** DATA SECTION follows **

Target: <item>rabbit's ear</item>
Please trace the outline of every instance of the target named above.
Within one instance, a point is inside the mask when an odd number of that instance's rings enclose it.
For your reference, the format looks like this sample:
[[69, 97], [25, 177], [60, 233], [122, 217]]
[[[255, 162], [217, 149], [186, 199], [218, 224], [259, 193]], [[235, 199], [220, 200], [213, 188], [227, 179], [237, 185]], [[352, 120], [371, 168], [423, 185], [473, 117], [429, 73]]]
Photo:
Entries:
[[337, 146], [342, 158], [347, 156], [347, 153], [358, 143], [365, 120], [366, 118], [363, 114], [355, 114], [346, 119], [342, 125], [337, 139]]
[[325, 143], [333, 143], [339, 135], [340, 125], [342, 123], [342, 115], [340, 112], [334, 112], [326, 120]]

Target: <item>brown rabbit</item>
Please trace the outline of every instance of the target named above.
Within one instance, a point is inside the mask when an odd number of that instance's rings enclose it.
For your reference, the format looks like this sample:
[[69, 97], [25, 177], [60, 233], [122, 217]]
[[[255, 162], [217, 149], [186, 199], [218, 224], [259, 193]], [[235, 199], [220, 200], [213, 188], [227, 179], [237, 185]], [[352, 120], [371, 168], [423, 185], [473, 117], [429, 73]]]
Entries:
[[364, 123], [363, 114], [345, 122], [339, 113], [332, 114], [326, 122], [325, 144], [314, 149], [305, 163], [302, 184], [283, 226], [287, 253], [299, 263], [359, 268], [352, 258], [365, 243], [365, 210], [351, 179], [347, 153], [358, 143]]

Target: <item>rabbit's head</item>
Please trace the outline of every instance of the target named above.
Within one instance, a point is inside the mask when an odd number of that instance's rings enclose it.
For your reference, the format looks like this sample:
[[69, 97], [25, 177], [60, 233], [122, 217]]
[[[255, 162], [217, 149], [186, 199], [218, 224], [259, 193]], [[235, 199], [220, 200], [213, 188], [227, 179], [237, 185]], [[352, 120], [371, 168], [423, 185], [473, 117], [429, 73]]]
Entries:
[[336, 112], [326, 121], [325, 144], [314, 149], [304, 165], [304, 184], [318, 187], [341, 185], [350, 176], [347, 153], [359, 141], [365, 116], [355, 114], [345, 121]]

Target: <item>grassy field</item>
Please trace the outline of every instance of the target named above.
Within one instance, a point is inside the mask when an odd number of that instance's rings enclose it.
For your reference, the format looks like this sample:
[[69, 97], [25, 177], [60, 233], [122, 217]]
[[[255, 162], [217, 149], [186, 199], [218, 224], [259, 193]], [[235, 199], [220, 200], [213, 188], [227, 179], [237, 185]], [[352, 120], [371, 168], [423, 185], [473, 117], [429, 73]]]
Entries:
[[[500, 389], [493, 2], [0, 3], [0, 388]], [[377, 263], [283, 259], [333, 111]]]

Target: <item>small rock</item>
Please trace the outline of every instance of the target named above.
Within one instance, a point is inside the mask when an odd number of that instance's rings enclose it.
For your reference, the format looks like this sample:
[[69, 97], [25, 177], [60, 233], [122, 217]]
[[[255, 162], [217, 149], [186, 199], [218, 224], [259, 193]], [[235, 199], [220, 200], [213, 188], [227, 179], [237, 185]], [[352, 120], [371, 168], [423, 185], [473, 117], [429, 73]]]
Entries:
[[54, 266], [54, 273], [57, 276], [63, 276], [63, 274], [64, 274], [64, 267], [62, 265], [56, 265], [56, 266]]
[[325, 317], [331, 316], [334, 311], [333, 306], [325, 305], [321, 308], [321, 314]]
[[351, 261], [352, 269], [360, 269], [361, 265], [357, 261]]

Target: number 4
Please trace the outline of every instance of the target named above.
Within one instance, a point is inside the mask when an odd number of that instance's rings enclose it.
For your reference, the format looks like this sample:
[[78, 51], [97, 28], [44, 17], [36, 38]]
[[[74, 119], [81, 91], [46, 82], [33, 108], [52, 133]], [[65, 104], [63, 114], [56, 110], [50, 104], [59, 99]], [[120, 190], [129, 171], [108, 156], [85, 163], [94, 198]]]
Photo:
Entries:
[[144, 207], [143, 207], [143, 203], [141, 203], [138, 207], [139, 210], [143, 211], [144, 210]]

** End of DATA SECTION **

EXERCISE REQUIREMENTS: All the records, from start to finish, are to be repeated exactly.

ANSWER FOR THIS EXERCISE:
Target: <item>rabbit's ear</item>
Please trace the outline of every instance of the target named above.
Within one instance, a point is inside the mask when an odd number of that instance's rings enclose it.
For your reference, the format looks like this sample:
[[69, 97], [25, 177], [60, 233], [122, 217]]
[[[255, 162], [217, 149], [186, 199], [218, 224], [259, 193]], [[235, 199], [220, 200], [213, 188], [227, 179], [237, 185]], [[352, 120], [371, 168], [423, 185], [473, 117], [429, 73]]]
Photo:
Entries:
[[337, 146], [342, 158], [347, 156], [347, 153], [358, 143], [365, 120], [366, 118], [363, 114], [355, 114], [346, 119], [342, 125], [337, 139]]
[[325, 143], [333, 143], [339, 135], [340, 125], [342, 123], [342, 115], [340, 112], [334, 112], [326, 120]]

Target: <item>brown rabbit</item>
Please trace the outline of every instance of the target named above.
Within one instance, a point is inside the mask when an odd number of that instance's rings enclose it.
For your reference, the format looks like this sample:
[[69, 97], [25, 177], [60, 233], [122, 217]]
[[[255, 162], [217, 149], [186, 199], [218, 224], [259, 193]], [[235, 199], [220, 200], [213, 188], [227, 179], [237, 185]], [[352, 120], [371, 168], [423, 185], [473, 117], [429, 73]]]
Entries:
[[364, 123], [363, 114], [345, 122], [339, 113], [332, 114], [326, 122], [325, 144], [314, 149], [305, 163], [302, 184], [283, 226], [287, 253], [299, 263], [359, 268], [352, 258], [365, 243], [365, 210], [351, 179], [347, 153], [358, 143]]

Target: <item>rabbit's head</item>
Please trace the outline of every instance of the target named above.
Within one instance, a point is inside the mask when an odd number of that instance's rings enclose it.
For your reference, the format looks like this sample:
[[69, 97], [25, 177], [60, 233], [122, 217]]
[[[255, 162], [217, 149], [186, 199], [218, 224], [259, 193]], [[235, 199], [220, 200], [213, 188], [227, 179], [237, 185]], [[352, 120], [371, 168], [423, 185], [473, 117], [429, 73]]]
Entries:
[[336, 112], [326, 121], [325, 144], [314, 149], [304, 165], [304, 184], [318, 187], [341, 185], [350, 176], [347, 153], [359, 141], [365, 116], [355, 114], [345, 121]]

Target: <item>grassy field</item>
Please trace the outline of every instance of the target named above.
Within one instance, a point is inside the mask when an odd number of that instance's rings enclose it.
For your reference, the format looks like this sample:
[[69, 97], [25, 177], [60, 233], [122, 217]]
[[[255, 162], [217, 149], [186, 199], [218, 224], [259, 193]], [[235, 199], [220, 200], [213, 188], [227, 179], [237, 185]], [[352, 120], [371, 168], [423, 185], [473, 117], [429, 73]]]
Entries:
[[[500, 389], [493, 2], [0, 3], [0, 388]], [[377, 263], [283, 259], [333, 111]]]

Target: <item>small rock</item>
Please trace the outline of every instance of the target named above.
Within one instance, a point is inside the mask when an odd number of that instance's rings enclose it.
For your reference, the format looks like this sample:
[[69, 97], [25, 177], [60, 233], [122, 217]]
[[[255, 162], [217, 149], [186, 199], [218, 224], [259, 193]], [[235, 199], [220, 200], [213, 188], [227, 179], [237, 185]], [[352, 120], [371, 168], [423, 185], [473, 117], [429, 73]]]
Entries:
[[54, 266], [54, 273], [57, 276], [63, 276], [63, 274], [64, 274], [64, 267], [62, 265], [56, 265], [56, 266]]
[[325, 317], [331, 316], [334, 311], [333, 306], [325, 305], [321, 308], [321, 314]]
[[351, 261], [352, 269], [360, 269], [361, 265], [357, 261]]

Target: number 4
Please trace the outline of every instance of the target named above.
Within one instance, a point is inside the mask when an odd number of that instance's rings enclose it.
For your reference, the format looks like this sample:
[[78, 51], [97, 28], [44, 17], [36, 38]]
[[[74, 119], [81, 91], [46, 82], [33, 108], [52, 133]], [[65, 104], [63, 114], [56, 110], [50, 104], [59, 99]], [[120, 190], [129, 171], [108, 156], [85, 163], [94, 198]]]
Photo:
Entries:
[[144, 207], [143, 207], [143, 203], [141, 203], [138, 207], [139, 210], [143, 211], [144, 210]]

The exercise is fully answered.